====== Supplied passage ======

First, in a paper in the Journal revisiting and developing and extending Strong's earlier arguments about medical imperialism, Simon Williams (2001) focused on discontent with the prevailing social constructionist approach. One of his arguments (following Conrad 1992) was that medicalisation operates at levels beyond doctor-patient interaction – notably, for the purposes of this paper, at the institutional level. Pursuing this theme, Williams underlines the importance of the state and of corporate constraints on medical power. He refers to shifting clinical boundaries, the rise in litigation and the turn towards complementary medicine. He discusses lay reskilling and active trust/radical doubt as key developments. He cites the recent NHS Plan and the introduction of clinical governance – phenomena that in an earlier era sociologists would perhaps have been content to leave to the policy analysts or to subsume under more abstract discussions of medical dominance. Recent issues of the Journal have begun to explore the significance of new organisational forms and policy developments (see, for example, Milewa et al. 1999, Carpenter 2000, Gunaratnam 2001, Harrison and Dowswell 2002, Hartley 2002, Whittock et al. 2002)7. It is notable too that textbooks, in the late 80s and early 1990s devoid of mention of matters of health care organisation and hospitals, are today also revisiting questions of policy change and the organisation of services (Nettleton 1995: chapters 8 and 9; Annandale 1998: part 3; Clarke 2001: chapter 9).

====== Dataset entries ======

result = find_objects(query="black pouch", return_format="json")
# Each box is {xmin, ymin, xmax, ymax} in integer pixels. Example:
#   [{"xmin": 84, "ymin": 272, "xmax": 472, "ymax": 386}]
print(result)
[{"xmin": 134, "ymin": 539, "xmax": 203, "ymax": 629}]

======

Brief
According to the passage on medicalisation, at which level beyond doctor-patient interaction is medicalisation said to operate, for the purposes of this paper? Answer using only the text.

Result
The institutional level.